July-August 1995 Volume 2, Number 4
Given that yard and food wastes combined account for about 22 percent of the household trash we generate, reducing and reusing this stuff at home can make a big difference: A 20 percent reduction would save 9 million tons of material, while a 50 percent reduction would save 23 million tons -- enough to reduce total solid waste generation by 11 percent. This would reduce annual per capita trash generation from 4.4 pounds per person to 3.9 pounds, an enormous drop.
Composting also cuts waste by replacing some, if not most, of the inorganic fertilizers you may be using on the lawn and in the garden. Substituting compost for chemicals reduces the potential for water pollution while saving materials, time and money.
Getting started is easy. Choose a spot away from wooden structures including homes, garages and fences. You'll want a spot with good drainage, but near enough to a hose that the pile can be moistened if necessary.
A simple 3'x3'x3' pile will do. Cover it with plastic when it rains to keep it from getting drenched. (Waterlogged piles smell.) If you prefer an enclosed composter, there are many good ones on the market, including a few made from 100% recycled plastic. Call your local waste management department or garden center for special offers that may be available on these units.
Next, keep in mind what you can and cannot put in the pile. Fruits, vegetables, skins, peels and husks are fine. So are leaves, grass clippings, and small branches. (Stay away from heavy sticks and weeds that have gone to seed.) DO NOT include meats, dairy products or eggs. You'll attract all sorts of nasty things like flies, maggots and hungry animals.

§ **Tasks for this exercise**:
1. How would you render this sentence from the composting article in Spanish: "Substituting compost for chemicals reduces the potential for water pollution while saving materials, time and money."
2. Can you copy, word for word, the stretch of the composting article from "Composting also cuts" through "on these units."?

§ **Dataset rows**:
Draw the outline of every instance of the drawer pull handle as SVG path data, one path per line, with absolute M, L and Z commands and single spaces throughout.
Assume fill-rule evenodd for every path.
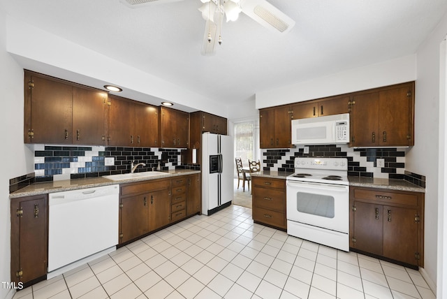
M 379 198 L 379 199 L 391 199 L 391 196 L 386 196 L 383 195 L 376 195 L 376 198 Z

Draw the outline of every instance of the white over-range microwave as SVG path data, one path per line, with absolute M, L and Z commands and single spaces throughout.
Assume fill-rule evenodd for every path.
M 349 113 L 292 120 L 292 144 L 349 143 Z

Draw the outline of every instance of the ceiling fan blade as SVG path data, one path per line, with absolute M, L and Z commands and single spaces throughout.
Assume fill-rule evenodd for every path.
M 175 2 L 183 0 L 120 0 L 122 3 L 131 8 L 138 8 L 152 3 Z
M 266 0 L 241 0 L 242 12 L 275 32 L 286 34 L 295 26 L 295 21 Z
M 215 54 L 216 45 L 218 44 L 218 26 L 210 20 L 208 20 L 205 24 L 203 42 L 202 43 L 202 55 L 211 56 Z M 208 41 L 209 38 L 211 38 L 211 41 Z

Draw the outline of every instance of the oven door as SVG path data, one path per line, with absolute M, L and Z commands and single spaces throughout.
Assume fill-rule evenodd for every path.
M 349 231 L 349 186 L 287 180 L 287 220 Z

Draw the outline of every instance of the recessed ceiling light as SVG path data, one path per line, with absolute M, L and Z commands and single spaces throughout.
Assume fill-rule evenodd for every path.
M 123 91 L 122 89 L 113 85 L 104 85 L 104 88 L 110 92 L 119 92 Z

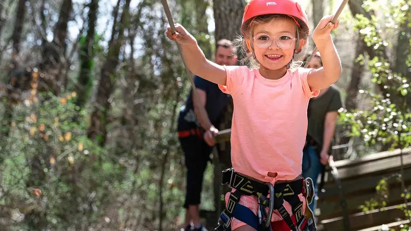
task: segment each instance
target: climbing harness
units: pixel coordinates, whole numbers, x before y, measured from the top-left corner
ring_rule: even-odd
[[[200,139],[202,139],[202,133],[200,128],[197,127],[184,131],[179,131],[177,132],[177,134],[179,138],[185,138],[190,136],[197,136]]]
[[[173,17],[171,15],[171,12],[170,12],[170,7],[169,7],[169,4],[167,3],[167,0],[162,0],[162,2],[163,4],[163,7],[164,8],[164,10],[165,12],[165,15],[167,16],[167,20],[169,21],[169,24],[170,24],[170,28],[171,28],[171,32],[173,34],[174,34],[176,33],[177,31],[176,30],[176,27],[174,26],[174,22],[173,21]],[[187,73],[187,76],[189,77],[190,83],[191,84],[191,87],[193,88],[193,96],[194,98],[193,101],[195,102],[195,103],[194,103],[193,104],[195,107],[198,107],[200,112],[200,116],[203,118],[207,118],[206,117],[207,116],[207,112],[206,111],[206,108],[201,103],[200,100],[200,96],[198,94],[198,92],[197,91],[196,85],[194,84],[193,74],[190,69],[187,68],[187,65],[185,64],[185,60],[184,59],[184,54],[183,54],[182,50],[181,49],[181,46],[177,41],[176,41],[176,44],[177,44],[177,48],[178,48],[178,51],[180,52],[180,55],[181,56],[181,59],[183,61],[183,64],[184,64],[184,67],[185,69],[185,72]],[[210,127],[211,126],[211,124],[207,124],[207,127]]]
[[[348,2],[349,0],[344,0],[342,3],[341,3],[341,5],[340,5],[340,7],[339,7],[338,9],[337,10],[337,12],[334,14],[334,16],[332,17],[332,19],[331,20],[331,22],[332,23],[335,23],[335,22],[337,21],[337,18],[338,18],[338,16],[340,16],[340,14],[341,14],[341,12],[343,11],[343,9],[344,9],[344,7],[347,4],[347,3]],[[314,50],[312,51],[311,55],[308,57],[308,59],[307,60],[307,61],[304,65],[304,68],[307,68],[307,67],[308,66],[308,64],[310,64],[310,62],[311,62],[312,58],[315,55],[315,53],[317,53],[318,51],[318,48],[316,46],[314,48]]]
[[[215,230],[229,230],[234,218],[257,231],[316,231],[312,211],[308,206],[314,197],[312,183],[310,178],[302,178],[273,185],[269,182],[262,183],[248,179],[234,171],[232,168],[226,169],[222,171],[222,184],[227,184],[235,190],[230,192],[227,207],[220,215],[218,226]],[[305,214],[303,213],[303,203],[298,197],[300,194],[306,198]],[[257,197],[257,216],[250,209],[239,204],[240,198],[243,195]],[[284,201],[291,205],[291,216],[283,205]],[[266,210],[267,207],[268,213]],[[283,220],[271,222],[274,210],[278,211]]]

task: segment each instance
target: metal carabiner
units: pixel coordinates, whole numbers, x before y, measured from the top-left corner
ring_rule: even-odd
[[[271,224],[271,217],[273,216],[273,211],[274,210],[274,185],[270,182],[266,182],[266,184],[270,188],[270,205],[268,206],[268,214],[266,221],[266,227],[268,227]]]

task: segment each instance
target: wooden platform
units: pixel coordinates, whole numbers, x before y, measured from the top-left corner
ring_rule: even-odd
[[[399,149],[372,154],[355,160],[341,160],[335,162],[341,186],[345,199],[342,204],[339,189],[330,174],[326,174],[326,182],[324,191],[319,194],[317,208],[319,229],[344,230],[345,204],[348,216],[349,230],[378,230],[383,224],[395,225],[405,218],[404,212],[397,205],[404,203],[401,181],[393,177],[400,173],[401,156],[402,155],[405,185],[411,184],[411,149]],[[360,208],[371,198],[379,198],[376,186],[384,177],[393,177],[388,180],[389,193],[386,198],[385,210],[372,209],[365,213]],[[380,208],[380,207],[378,207]],[[396,223],[397,222],[397,223]],[[390,226],[388,226],[390,227]],[[374,227],[374,228],[369,228]],[[377,228],[367,229],[367,228]]]

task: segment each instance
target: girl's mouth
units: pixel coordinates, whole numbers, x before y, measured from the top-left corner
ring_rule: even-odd
[[[279,54],[266,54],[265,55],[267,59],[273,61],[276,61],[283,57]]]

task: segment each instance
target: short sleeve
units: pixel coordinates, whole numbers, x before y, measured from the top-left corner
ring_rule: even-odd
[[[327,109],[327,112],[338,111],[342,107],[343,103],[341,101],[341,97],[340,95],[340,92],[338,91],[338,90],[336,90],[332,95],[332,98]]]
[[[196,85],[196,87],[203,90],[206,93],[209,93],[212,84],[214,84],[199,76],[194,75],[194,85]]]
[[[316,97],[320,93],[319,90],[315,91],[311,91],[310,89],[310,86],[308,85],[308,81],[307,80],[308,74],[313,69],[312,68],[299,68],[300,77],[303,83],[303,90],[304,91],[306,96],[309,99]]]
[[[231,95],[238,92],[247,74],[250,71],[246,66],[223,66],[226,69],[226,85],[218,85],[220,90]]]

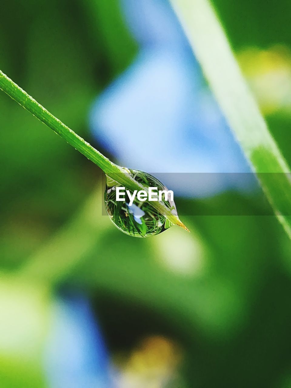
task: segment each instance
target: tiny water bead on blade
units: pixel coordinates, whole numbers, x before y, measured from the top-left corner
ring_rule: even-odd
[[[138,170],[126,170],[131,177],[144,187],[156,187],[158,191],[168,191],[161,182],[150,174]],[[117,201],[116,187],[120,185],[106,175],[104,193],[105,208],[110,219],[120,230],[134,237],[147,237],[158,234],[171,226],[172,223],[149,202],[140,201],[136,196],[131,205],[126,192],[125,201]],[[176,205],[174,201],[171,200],[170,196],[168,200],[166,200],[163,194],[162,201],[173,214],[177,215]]]

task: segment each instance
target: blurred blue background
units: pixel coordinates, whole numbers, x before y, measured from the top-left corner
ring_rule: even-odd
[[[290,163],[291,5],[213,4]],[[249,172],[166,0],[1,9],[0,68],[112,160],[158,177]],[[3,93],[0,120],[1,387],[291,386],[290,242],[275,217],[126,236],[102,215],[99,169]],[[235,175],[163,176],[178,212],[259,213]]]

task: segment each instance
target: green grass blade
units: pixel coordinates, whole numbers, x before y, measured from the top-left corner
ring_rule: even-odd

§ **Full answers**:
1. Sustituir los productos químicos por compost reduce la posibilidad de contaminación del agua y, al mismo tiempo, ahorra materiales, tiempo y dinero.

2.
Composting also cuts waste by replacing some, if not most, of the inorganic fertilizers you may be using on the lawn and in the garden. Substituting compost for chemicals reduces the potential for water pollution while saving materials, time and money.
Getting started is easy. Choose a spot away from wooden structures including homes, garages and fences. You'll want a spot with good drainage, but near enough to a hose that the pile can be moistened if necessary.
A simple 3'x3'x3' pile will do. Cover it with plastic when it rains to keep it from getting drenched. (Waterlogged piles smell.) If you prefer an enclosed composter, there are many good ones on the market, including a few made from 100% recycled plastic. Call your local waste management department or garden center for special offers that may be available on these units.